*** DATA SUPPLIED

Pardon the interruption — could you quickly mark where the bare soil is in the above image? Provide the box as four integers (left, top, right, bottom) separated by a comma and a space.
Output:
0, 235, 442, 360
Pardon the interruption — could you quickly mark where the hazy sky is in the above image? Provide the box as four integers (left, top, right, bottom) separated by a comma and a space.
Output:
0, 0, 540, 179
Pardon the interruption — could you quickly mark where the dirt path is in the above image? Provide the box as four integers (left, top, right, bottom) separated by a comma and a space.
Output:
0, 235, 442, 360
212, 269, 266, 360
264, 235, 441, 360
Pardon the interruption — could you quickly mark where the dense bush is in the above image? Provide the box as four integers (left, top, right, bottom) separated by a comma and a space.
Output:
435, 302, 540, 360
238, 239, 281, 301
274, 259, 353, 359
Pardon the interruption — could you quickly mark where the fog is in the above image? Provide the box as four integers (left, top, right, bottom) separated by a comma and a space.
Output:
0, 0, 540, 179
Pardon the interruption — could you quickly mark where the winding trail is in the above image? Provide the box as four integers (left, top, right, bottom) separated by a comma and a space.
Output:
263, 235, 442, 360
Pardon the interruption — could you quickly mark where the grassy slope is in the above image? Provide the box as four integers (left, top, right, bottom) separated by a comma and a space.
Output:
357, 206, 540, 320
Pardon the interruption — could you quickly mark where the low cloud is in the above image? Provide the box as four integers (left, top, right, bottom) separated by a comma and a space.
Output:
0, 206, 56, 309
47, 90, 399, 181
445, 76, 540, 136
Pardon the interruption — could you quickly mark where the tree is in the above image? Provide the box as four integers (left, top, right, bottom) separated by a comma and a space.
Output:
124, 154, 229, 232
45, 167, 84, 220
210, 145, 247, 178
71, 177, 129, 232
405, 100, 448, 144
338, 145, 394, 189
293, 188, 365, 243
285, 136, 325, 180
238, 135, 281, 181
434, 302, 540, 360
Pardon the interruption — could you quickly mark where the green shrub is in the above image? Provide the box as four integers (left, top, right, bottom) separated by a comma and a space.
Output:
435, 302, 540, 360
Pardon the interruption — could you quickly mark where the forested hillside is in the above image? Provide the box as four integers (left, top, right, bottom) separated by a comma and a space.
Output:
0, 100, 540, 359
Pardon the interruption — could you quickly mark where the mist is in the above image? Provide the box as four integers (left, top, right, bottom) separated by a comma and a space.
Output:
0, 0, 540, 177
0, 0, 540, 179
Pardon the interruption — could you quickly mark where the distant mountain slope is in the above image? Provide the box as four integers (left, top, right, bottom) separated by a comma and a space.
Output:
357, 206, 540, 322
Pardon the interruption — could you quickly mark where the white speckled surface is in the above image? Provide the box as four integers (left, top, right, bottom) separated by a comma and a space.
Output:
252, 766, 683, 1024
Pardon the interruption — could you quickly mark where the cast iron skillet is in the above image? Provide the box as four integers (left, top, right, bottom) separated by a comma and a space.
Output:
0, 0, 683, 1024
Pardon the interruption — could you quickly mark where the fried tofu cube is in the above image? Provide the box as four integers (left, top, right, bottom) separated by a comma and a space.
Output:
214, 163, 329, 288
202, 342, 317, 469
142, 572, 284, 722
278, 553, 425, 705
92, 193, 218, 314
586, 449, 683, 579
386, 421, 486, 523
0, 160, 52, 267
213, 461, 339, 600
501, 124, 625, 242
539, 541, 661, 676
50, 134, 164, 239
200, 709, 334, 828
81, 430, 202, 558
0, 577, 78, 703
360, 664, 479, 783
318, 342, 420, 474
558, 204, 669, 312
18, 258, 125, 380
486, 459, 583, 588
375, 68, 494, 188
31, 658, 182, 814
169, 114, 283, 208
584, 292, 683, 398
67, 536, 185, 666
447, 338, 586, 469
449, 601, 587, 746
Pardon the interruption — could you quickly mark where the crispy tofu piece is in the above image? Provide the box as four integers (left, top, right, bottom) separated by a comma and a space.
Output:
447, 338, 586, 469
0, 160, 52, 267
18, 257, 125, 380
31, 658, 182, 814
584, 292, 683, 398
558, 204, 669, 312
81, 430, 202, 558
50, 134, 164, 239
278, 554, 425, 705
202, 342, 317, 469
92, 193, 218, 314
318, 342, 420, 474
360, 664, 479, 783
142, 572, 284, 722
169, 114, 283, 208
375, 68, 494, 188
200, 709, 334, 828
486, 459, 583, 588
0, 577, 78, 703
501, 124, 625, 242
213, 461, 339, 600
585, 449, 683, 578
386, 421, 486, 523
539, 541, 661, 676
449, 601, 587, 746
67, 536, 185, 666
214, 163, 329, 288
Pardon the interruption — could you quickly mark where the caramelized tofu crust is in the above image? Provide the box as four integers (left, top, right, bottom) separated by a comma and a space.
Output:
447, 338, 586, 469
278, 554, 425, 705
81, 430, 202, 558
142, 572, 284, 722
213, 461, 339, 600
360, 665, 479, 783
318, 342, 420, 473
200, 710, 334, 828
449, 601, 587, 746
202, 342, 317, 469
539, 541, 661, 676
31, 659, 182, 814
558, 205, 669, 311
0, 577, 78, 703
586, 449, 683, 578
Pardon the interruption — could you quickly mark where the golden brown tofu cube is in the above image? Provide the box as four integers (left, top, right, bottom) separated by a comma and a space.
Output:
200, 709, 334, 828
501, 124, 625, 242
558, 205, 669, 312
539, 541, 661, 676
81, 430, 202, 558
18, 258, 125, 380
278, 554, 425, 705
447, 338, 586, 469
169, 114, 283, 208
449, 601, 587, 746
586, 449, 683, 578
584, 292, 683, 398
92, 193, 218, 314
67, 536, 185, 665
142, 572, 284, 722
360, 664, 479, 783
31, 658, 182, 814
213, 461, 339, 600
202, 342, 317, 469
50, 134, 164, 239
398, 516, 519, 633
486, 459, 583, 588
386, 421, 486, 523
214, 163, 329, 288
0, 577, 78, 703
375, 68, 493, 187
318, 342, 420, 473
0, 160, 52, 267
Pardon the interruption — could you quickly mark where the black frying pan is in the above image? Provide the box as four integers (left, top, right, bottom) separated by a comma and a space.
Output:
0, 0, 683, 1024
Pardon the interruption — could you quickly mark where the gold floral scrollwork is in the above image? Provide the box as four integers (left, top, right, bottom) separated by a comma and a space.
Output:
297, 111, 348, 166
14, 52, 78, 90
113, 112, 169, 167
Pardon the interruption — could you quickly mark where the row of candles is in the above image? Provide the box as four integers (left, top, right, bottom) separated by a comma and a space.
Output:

******

■ WHAT IS EXPECTED ■
Return each line of the records above that contains the string "tofu", copying every matching line in full.

■ OUTPUT FOR THIS EXERCISE ■
Pardon the interruption — could you quickly mark where the fried tofu cube is in the above image? Provide the box as four integers (left, top, right, bottom) separated by a comma and a space.
Pardon the interruption — could you quickly mark where the crispy tofu piece is in the above image? Provide the box as four integers (left, top, right, bottom) separated by a comma and a space.
Pardon the interruption — could you quickly mark where the caramelized tofu crust is in the above image? Provide the box as four integers (left, top, right, bottom) separated by a comma and a space.
Pardon the interruption — could you quickly mark where the golden brown tofu cube is in the above image? Provide the box as four integers (left, top, right, bottom) separated by a comma and a space.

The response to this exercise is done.